**EXERCISE DIRECTIONS**:
Each record must be retyped in full. No character may differ.

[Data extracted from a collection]
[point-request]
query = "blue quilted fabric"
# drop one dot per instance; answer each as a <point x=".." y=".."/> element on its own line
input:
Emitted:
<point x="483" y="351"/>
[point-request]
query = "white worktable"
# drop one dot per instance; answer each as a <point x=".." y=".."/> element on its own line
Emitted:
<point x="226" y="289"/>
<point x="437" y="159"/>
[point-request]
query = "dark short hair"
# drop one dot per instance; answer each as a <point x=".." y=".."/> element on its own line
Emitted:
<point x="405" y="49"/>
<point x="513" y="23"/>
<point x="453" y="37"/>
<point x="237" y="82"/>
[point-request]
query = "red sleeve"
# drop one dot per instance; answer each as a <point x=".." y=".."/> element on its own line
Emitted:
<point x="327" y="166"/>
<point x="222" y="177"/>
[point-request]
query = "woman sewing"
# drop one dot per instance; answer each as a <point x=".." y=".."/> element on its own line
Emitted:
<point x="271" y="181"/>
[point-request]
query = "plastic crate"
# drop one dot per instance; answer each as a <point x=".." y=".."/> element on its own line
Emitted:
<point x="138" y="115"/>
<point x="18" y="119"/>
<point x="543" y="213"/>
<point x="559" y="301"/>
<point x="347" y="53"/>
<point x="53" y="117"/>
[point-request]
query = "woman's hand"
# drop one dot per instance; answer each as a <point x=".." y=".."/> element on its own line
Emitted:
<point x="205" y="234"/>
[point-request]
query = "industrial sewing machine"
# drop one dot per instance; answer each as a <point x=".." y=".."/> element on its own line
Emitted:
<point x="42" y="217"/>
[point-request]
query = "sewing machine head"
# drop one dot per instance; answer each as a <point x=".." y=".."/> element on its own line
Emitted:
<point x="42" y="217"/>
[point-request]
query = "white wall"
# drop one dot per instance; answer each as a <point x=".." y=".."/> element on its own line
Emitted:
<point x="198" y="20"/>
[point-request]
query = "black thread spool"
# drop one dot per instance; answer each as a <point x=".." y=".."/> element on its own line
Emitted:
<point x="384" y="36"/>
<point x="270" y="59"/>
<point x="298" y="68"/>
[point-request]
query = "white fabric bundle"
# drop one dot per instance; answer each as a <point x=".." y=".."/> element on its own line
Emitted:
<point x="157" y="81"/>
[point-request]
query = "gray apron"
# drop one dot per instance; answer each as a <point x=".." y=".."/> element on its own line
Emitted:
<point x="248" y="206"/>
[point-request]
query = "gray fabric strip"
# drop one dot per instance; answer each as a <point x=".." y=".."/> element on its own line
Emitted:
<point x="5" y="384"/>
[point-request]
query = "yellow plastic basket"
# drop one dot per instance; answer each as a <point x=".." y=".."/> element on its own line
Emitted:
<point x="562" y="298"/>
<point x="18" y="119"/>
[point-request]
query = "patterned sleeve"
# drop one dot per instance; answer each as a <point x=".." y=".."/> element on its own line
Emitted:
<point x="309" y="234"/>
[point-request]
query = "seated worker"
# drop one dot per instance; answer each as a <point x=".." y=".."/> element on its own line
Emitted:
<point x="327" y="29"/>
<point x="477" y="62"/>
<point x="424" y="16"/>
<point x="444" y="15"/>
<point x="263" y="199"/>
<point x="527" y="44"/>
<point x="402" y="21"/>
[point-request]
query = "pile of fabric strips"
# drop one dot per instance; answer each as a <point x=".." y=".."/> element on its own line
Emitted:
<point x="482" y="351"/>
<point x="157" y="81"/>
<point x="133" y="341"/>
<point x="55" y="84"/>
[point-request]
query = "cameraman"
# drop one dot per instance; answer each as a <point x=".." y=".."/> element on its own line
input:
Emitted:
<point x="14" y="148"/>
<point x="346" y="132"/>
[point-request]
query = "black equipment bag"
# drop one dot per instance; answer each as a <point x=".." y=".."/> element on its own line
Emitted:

**REPLY**:
[point-request]
query = "blue quilted fabric"
# drop one dot per instance; answer each as a <point x=".." y=".."/> element on its own line
input:
Emitted:
<point x="483" y="351"/>
[point-request]
query = "white worktable"
# drop one dot per instance; answer each as a <point x=".." y=".."/> element on its own line
Emitted:
<point x="226" y="289"/>
<point x="437" y="159"/>
[point-request]
query = "dark short hair"
# drop one dot per instance; answer each as a <point x=".." y=".."/> element on its own line
Emitted:
<point x="405" y="49"/>
<point x="513" y="23"/>
<point x="453" y="37"/>
<point x="237" y="82"/>
[point-request]
query = "red sleeve"
# drop one dot per instance; answer each as a <point x=".." y=".."/> element on its own line
Emitted:
<point x="327" y="166"/>
<point x="222" y="177"/>
[point-request]
query = "woman sewing"
# drop one dot per instance; answer each as a <point x=".." y=".."/> element on its own line
Emitted:
<point x="271" y="181"/>
[point-request]
query = "plastic crate"
# drop one dot per instance; answer each as a <point x=".." y=".."/> element on its own line
Emitted:
<point x="138" y="115"/>
<point x="18" y="119"/>
<point x="543" y="213"/>
<point x="559" y="301"/>
<point x="347" y="53"/>
<point x="53" y="117"/>
[point-request]
query = "woman's hand"
# drop one dot per instance; answer each as a <point x=".." y=".."/> element on its own line
Emitted:
<point x="205" y="234"/>
[point-request]
query = "industrial sewing machine"
# drop one dot per instance; answer each as a <point x=".." y=".."/> element on its own line
Emitted:
<point x="42" y="217"/>
[point-request]
query = "sewing machine head"
# drop one dot per instance; answer each as a <point x=".." y=".."/> element on its own line
Emitted:
<point x="42" y="217"/>
[point-request]
query = "white wall"
# drop one dot per instance; answer each as a <point x=".." y=".."/> element on its own line
Emitted:
<point x="198" y="20"/>
[point-request]
query = "black thread spool"
# drop one dot per instance; answer each as a <point x=".." y=".."/> element on its own line
Emitted:
<point x="384" y="36"/>
<point x="270" y="59"/>
<point x="298" y="68"/>
[point-request]
query = "white fabric bundle"
# drop one dot per instance; answer each as a <point x=".." y=".."/> element on its own line
Emitted:
<point x="157" y="81"/>
[point-request]
query = "gray apron"
# drop one dot per instance; answer each as a <point x=".." y=".."/> element on its own line
Emitted:
<point x="248" y="206"/>
[point-request]
query = "gray fabric strip"
# drop one dot per instance; answer each as a <point x=".." y=".."/> element on its own line
Emitted:
<point x="5" y="384"/>
[point-request]
query = "yellow plastic basket"
# drop one dot per instance; answer each as a <point x=".." y=".."/> element on its own line
Emitted:
<point x="562" y="298"/>
<point x="18" y="119"/>
[point-request]
query = "patterned sleeve"
# drop one dot per instance; answer each as a <point x=".." y=".."/> element on its own line
Emitted:
<point x="309" y="234"/>
[point-request]
query = "seated worker"
# drop one dot per instance; answer each as a <point x=".." y=".."/> element on its own line
Emitted:
<point x="327" y="29"/>
<point x="477" y="62"/>
<point x="424" y="16"/>
<point x="444" y="15"/>
<point x="263" y="199"/>
<point x="527" y="44"/>
<point x="402" y="21"/>
[point-request]
query = "pile of fabric strips"
# drop one dot per instance; answer each as a <point x=".." y=".."/> element on its own line
Emitted:
<point x="482" y="351"/>
<point x="157" y="81"/>
<point x="133" y="341"/>
<point x="55" y="84"/>
[point-request]
query = "cameraman"
# drop one dot per instance; answer each as a <point x=".." y=".."/> element on its own line
input:
Emitted:
<point x="14" y="148"/>
<point x="346" y="132"/>
[point-request]
query = "black equipment bag"
# drop one dot per instance; answer each as a <point x=".." y=".."/> element on its own line
Emitted:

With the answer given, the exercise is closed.